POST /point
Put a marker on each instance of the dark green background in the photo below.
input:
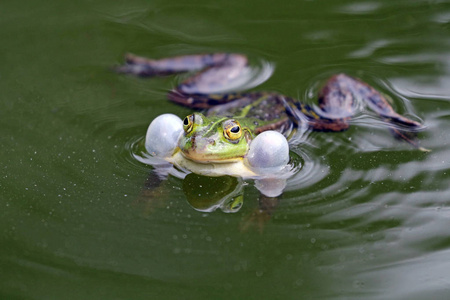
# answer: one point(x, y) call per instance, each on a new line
point(368, 220)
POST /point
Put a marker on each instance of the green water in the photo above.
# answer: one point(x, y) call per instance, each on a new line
point(368, 218)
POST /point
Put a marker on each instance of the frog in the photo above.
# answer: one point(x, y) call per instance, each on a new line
point(246, 133)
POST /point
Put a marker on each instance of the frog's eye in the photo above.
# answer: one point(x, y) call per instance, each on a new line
point(232, 130)
point(188, 123)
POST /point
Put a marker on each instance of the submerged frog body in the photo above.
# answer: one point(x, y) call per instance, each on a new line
point(228, 132)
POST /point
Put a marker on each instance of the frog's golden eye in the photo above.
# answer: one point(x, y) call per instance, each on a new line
point(232, 130)
point(188, 123)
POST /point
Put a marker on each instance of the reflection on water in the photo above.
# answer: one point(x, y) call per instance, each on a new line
point(366, 217)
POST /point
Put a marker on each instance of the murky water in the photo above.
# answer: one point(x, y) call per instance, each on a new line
point(367, 216)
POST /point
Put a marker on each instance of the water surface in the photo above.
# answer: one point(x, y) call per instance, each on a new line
point(368, 219)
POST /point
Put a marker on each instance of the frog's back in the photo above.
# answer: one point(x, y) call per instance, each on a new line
point(265, 111)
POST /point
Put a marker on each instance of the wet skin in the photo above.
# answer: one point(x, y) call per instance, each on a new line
point(233, 119)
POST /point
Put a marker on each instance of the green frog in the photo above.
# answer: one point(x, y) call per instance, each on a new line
point(245, 133)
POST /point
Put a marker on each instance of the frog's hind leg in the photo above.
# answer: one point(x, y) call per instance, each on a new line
point(338, 98)
point(202, 90)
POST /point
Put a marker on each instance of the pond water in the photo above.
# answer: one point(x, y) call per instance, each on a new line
point(366, 218)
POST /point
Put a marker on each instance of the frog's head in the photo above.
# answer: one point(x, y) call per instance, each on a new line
point(215, 139)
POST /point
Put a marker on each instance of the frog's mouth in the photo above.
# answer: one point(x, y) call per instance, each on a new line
point(205, 150)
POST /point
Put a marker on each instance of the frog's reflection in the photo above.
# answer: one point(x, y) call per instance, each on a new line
point(207, 194)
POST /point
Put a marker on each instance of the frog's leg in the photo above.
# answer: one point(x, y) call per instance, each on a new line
point(338, 98)
point(201, 90)
point(338, 102)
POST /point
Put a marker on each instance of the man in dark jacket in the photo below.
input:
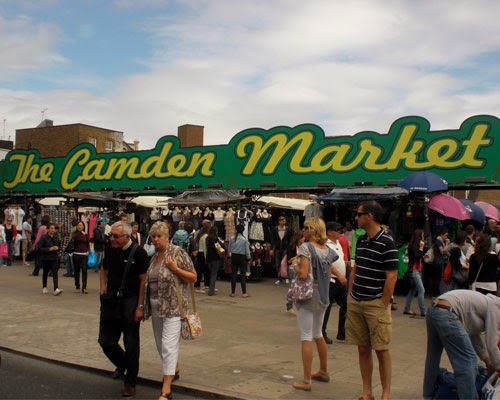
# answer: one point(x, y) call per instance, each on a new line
point(49, 248)
point(122, 310)
point(280, 239)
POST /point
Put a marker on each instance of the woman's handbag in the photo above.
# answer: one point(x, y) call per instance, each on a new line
--
Set exercise
Copy out the full listing above verbatim, omitting the pictures.

Solution to this problem
POST /point
Put a marker on each instance of the dark green background in the photo below.
input:
# answer: one point(x, y) call per instance, each on a new line
point(368, 220)
POST /point
Put a marker on each instance of the green water in the photo above.
# answer: one point(x, y) call per instance, each on a new line
point(368, 218)
POST /point
Put a marker on each instance of the frog in the photo above.
# answer: one point(x, y) call per instance, each on a new line
point(246, 133)
POST /point
Put a marker on each instance of the frog's eye in the photo above.
# answer: one point(x, y) call per instance, each on a new line
point(232, 130)
point(188, 123)
POST /point
Put a marker on each instance of the submerged frog body in the photo above.
# answer: one point(x, y) call per instance, each on a new line
point(228, 132)
POST /point
Put a marker on each instance of the frog's golden eye in the photo above.
# answer: one point(x, y) call per instance, each on a new line
point(232, 130)
point(188, 123)
POST /point
Put a marker on each instance of the reflection on water in the photo above.
# answer: one point(x, y) call per instance, each on a new line
point(366, 217)
POST /point
Put a marker on each instance of the murky water in the photo above.
# answer: one point(x, y) call per instance, each on a new line
point(367, 216)
POST /point
Put a marker on each instance of the water surface in the photo above.
# answer: one point(x, y) call per instance, each on a new line
point(368, 219)
POST /point
Put a marker on each instance of the frog's back in the photo above.
# answer: one point(x, y) call per instance, each on a new line
point(265, 111)
POST /point
Put a marker on each instance of the wet skin in the photo above.
# answer: one point(x, y) call per instance, each on a new line
point(233, 119)
POST /point
Put a marker on each instance of the green frog in the photo above.
# answer: one point(x, y) call per instance, each on a new line
point(245, 133)
POST /point
Put a marker on each instance of the frog's hind leg in the photo above.
# answer: one point(x, y) call per instance, each on a new line
point(338, 98)
point(202, 90)
POST /point
Put a marker on each instance of the pond water in the photo above.
# answer: one point(x, y) call per instance, each on a new line
point(366, 218)
POST /point
Put a marker on each instance of the frog's head in the photo above.
# answer: one point(x, y) call per instance, each on a new line
point(215, 139)
POST /point
Put a marker on each instance of the frog's mouth in the photo above.
# answer: one point(x, y) call per instance, each on a new line
point(205, 150)
POST /point
Put a marker on each instance of the frog's reflection in the photo above.
# answer: one point(x, y) call per instance, each on a new line
point(207, 194)
POST /point
Put a marker on each instance of the frog's leg in the photo above.
# answer: one point(x, y) call per instance, each on a new line
point(338, 98)
point(201, 90)
point(338, 102)
POST /point
Put a marker on each instance of the man in dark jacket in the photo below.
input:
# answer: one point(x, y) call per instance, each on a new line
point(49, 248)
point(122, 310)
point(280, 239)
POST /point
Put a marker on each instance of the woman's handbag in the photo above.
# answer: one point(x, y) call per instance, each on a new line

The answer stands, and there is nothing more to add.